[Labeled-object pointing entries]
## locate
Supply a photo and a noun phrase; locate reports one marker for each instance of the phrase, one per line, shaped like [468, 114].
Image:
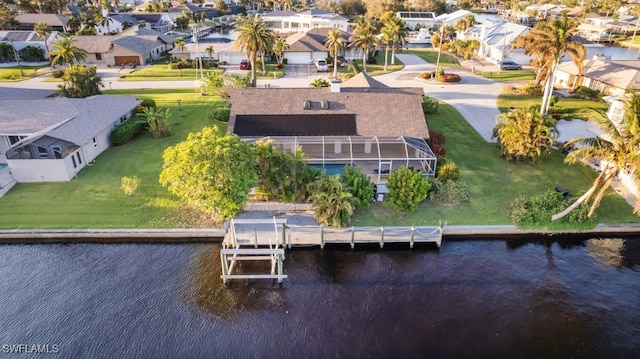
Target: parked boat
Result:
[423, 36]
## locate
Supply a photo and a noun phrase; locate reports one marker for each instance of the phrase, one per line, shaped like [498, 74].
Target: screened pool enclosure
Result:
[377, 156]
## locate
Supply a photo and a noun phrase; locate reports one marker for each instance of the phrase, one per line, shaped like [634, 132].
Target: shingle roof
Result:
[50, 19]
[94, 44]
[621, 74]
[95, 114]
[391, 112]
[88, 116]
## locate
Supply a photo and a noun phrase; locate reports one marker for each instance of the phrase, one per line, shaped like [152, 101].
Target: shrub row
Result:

> What is required: Lay out the lines above as a numbered list, omitting blank lines and leaving out the pictures.

> Result of this task:
1. ## locate
2. Supply a photo and a noun phrase; locate reports one marker for each instance of the phrase, one per line, shaped like [468, 114].
3. Image:
4. Target: parked boat
5. Result:
6. [423, 36]
7. ## locate
8. Supply a photo and a noun phrase; locate reports one marker for each instance of the phrase, one per line, shaped like [498, 74].
9. Target: screened pool enclosure
10. Result:
11. [377, 156]
12. ## locate
13. Supply a photo and a noun phrase; locate reports one marker for each instance of the phrase, one per line, shaped like [634, 132].
14. Target: shingle roof
15. Result:
16. [50, 19]
17. [94, 44]
18. [621, 74]
19. [95, 114]
20. [391, 112]
21. [88, 116]
22. ## locate
23. Supply a photo and a noun phrase; locate reports one marker for each instance of the phrase, one per line, shaped like [152, 101].
24. Target: shrub row
25. Result:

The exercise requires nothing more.